* _REQUIRED WORK_
1) Return the passage of the UN Day text starting with "Number 31, November" and going on through "United Nations Day.", word for word.
2) Decide whether each statement below agrees with the UN Day text, answering yes or no and quoting the words of the text that settle it: (a) United Nations Day has been celebrated on 24 October since 1945. (b) The Universal Esperanto Association congratulated the United Nations on its 72nd anniversary. (c) The Secretary-General's message says the world lacks the tools to overcome its challenges.

* _SELECTED TEXT_
** Begin **
Number 31, November 2017
The Esperanto movement celebrates United Nations Day
24 October 2017. UN Day marks the anniversary of the entry into force in 1945 of the UN Charter. With the ratification of this founding document by the majority of its signatories, including the five permanent members of the Security Council, the United Nations officially came into being.
24 October has been celebrated as United Nations Day since 1948. Among numerous Esperanto events around the world, the Universal Esperanto Association congratulated the United Nations on the occasion of its 72nd anniversary.
The UN General Secretary, António Guterres, sent the following message on the occasion of this year’s United Nations Day.
Our world faces many grave challenges.
Widening conflicts and inequality.
Extreme weather and deadly intolerance.
Security threats – including nuclear weapons.
We have the tools and wealth to overcome these challenges. All we need is the will.
The world’s problems transcend borders.
We have to transcend our differences to transform our future.
When we achieve human rights and human dignity for all people – they will build a peaceful, sustainable and just world.
On United Nations Day, let us, ‘We the Peoples’, make this vision a reality.
Thank you. Shokran. Xie Xie. Merci. Spasibo. Gracias. Obrigado.
** End **
* _INFORMATION SUPPLIED_
** Begin **
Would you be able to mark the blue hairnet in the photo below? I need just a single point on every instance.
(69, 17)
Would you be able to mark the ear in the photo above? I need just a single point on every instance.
** End **
* _THE RESULTS_
1)
Number 31, November 2017
The Esperanto movement celebrates United Nations Day
24 October 2017. UN Day marks the anniversary of the entry into force in 1945 of the UN Charter. With the ratification of this founding document by the majority of its signatories, including the five permanent members of the Security Council, the United Nations officially came into being.
24 October has been celebrated as United Nations Day since 1948. Among numerous Esperanto events around the world, the Universal Esperanto Association congratulated the United Nations on the occasion of its 72nd anniversary.
The UN General Secretary, António Guterres, sent the following message on the occasion of this year’s United Nations Day.

2)
(a) No: "24 October has been celebrated as United Nations Day since 1948."
(b) Yes: "the Universal Esperanto Association congratulated the United Nations on the occasion of its 72nd anniversary."
(c) No: "We have the tools and wealth to overcome these challenges."